**What is expected**
Type each record below again, with the same words.

(Stored data)
==*==

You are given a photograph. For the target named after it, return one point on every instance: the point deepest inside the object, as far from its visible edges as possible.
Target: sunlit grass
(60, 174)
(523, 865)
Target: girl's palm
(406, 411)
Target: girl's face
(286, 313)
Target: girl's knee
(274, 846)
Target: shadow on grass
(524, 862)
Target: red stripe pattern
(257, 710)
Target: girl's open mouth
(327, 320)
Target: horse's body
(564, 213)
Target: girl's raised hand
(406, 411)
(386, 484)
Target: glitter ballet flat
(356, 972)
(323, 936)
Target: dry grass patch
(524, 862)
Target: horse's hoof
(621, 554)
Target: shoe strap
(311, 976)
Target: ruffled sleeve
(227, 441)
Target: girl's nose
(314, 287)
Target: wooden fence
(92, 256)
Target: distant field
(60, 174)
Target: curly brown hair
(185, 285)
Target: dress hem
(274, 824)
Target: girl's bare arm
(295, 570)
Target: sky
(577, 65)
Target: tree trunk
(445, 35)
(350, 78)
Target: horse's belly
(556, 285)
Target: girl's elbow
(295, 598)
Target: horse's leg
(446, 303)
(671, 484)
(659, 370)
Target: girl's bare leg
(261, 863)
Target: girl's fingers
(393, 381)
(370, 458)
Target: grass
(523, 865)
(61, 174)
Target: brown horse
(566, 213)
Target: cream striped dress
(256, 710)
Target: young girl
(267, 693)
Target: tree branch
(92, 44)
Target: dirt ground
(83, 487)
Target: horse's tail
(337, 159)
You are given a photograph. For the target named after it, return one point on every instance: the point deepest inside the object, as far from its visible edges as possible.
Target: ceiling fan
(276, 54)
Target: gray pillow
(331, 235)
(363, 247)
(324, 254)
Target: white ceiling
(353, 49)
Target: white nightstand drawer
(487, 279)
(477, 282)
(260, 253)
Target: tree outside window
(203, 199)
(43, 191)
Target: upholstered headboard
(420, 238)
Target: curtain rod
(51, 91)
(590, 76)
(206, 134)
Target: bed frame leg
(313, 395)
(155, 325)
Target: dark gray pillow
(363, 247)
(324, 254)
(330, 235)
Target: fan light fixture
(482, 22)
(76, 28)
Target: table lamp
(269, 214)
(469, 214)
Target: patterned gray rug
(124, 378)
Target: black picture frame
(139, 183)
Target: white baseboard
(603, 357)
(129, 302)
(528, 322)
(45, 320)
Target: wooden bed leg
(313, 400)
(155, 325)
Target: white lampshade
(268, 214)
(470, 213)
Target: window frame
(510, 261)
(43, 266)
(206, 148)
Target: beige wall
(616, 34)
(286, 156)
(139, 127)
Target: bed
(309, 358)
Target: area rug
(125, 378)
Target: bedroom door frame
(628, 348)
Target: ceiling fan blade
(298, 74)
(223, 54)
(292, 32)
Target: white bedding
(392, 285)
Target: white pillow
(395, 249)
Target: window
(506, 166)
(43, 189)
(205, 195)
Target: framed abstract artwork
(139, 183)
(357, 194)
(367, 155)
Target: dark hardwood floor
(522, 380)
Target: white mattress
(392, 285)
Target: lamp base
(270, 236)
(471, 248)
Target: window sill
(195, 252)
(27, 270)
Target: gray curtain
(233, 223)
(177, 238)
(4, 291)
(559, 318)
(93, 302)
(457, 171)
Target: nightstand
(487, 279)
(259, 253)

==*==

**Exercise result**
You are given a photograph. For the target named after it, return one point on every instance: the point deepest inside the object, as far from its visible edges as possible.
Target: sunlit grass
(60, 174)
(523, 865)
Target: girl's palm
(406, 411)
Target: girl's face
(286, 313)
Target: girl's knee
(274, 846)
Target: shadow on grass
(524, 862)
Target: red stripe pattern
(257, 710)
Target: girl's open mouth
(327, 320)
Target: horse's body
(564, 213)
Target: girl's raised hand
(406, 411)
(386, 484)
Target: glitter ballet flat
(356, 972)
(323, 936)
Target: dry grass patch
(524, 862)
Target: horse's hoof
(621, 554)
Target: shoe strap
(311, 976)
Target: ruffled sleeve
(227, 441)
Target: girl's nose
(314, 287)
Target: wooden fence
(92, 256)
Target: distant field
(60, 174)
Target: curly brown hair
(185, 285)
Target: dress hem
(274, 824)
Target: girl's bare arm
(295, 570)
Target: sky
(577, 65)
Target: tree trunk
(445, 35)
(350, 78)
Target: horse's belly
(556, 285)
Target: girl's elbow
(295, 598)
Target: horse's leg
(446, 303)
(671, 484)
(659, 370)
Target: girl's bare leg
(261, 863)
Target: girl's fingers
(393, 381)
(370, 458)
Target: grass
(523, 865)
(61, 174)
Target: brown horse
(566, 213)
Target: cream striped dress
(256, 710)
Target: young girl
(267, 693)
Target: tree branch
(92, 44)
Target: dirt ground
(83, 487)
Target: horse's tail
(337, 159)
You are given a photograph. For the target named after it, return one point on every instance: the point deepest inside the object, as far from its visible edges as possible.
Target: ceiling fan
(276, 54)
Target: gray pillow
(331, 235)
(363, 247)
(324, 254)
Target: white ceiling
(353, 49)
Target: white nightstand drawer
(487, 279)
(477, 282)
(260, 253)
Target: tree outside window
(203, 199)
(43, 191)
Target: upholstered headboard
(420, 238)
Target: curtain rod
(51, 91)
(590, 76)
(206, 134)
Target: bed frame leg
(313, 395)
(155, 325)
Target: dark gray pillow
(363, 247)
(324, 254)
(330, 235)
Target: fan light fixture
(482, 22)
(76, 28)
Target: table lamp
(269, 214)
(469, 214)
Target: patterned gray rug
(124, 378)
Target: black picture frame
(139, 183)
Target: white baseboard
(603, 357)
(129, 302)
(528, 322)
(45, 320)
Target: wooden bed leg
(313, 400)
(155, 325)
Target: white lampshade
(268, 214)
(470, 213)
Target: window frame
(510, 261)
(43, 266)
(206, 148)
Target: beige wall
(616, 34)
(286, 156)
(139, 127)
Target: bed
(309, 358)
Target: area rug
(125, 378)
Target: bedroom door frame
(628, 348)
Target: ceiling fan blade
(298, 74)
(223, 54)
(292, 32)
Target: white bedding
(392, 285)
Target: white pillow
(395, 249)
Target: window
(506, 166)
(43, 189)
(205, 195)
Target: framed abstract artwork
(139, 183)
(357, 194)
(367, 155)
Target: dark hardwood floor
(522, 380)
Target: white mattress
(392, 285)
Target: lamp base
(270, 236)
(471, 248)
Target: window sill
(195, 252)
(27, 270)
Target: gray curtain
(233, 223)
(177, 238)
(4, 291)
(559, 318)
(93, 302)
(457, 171)
Target: nightstand
(487, 279)
(259, 253)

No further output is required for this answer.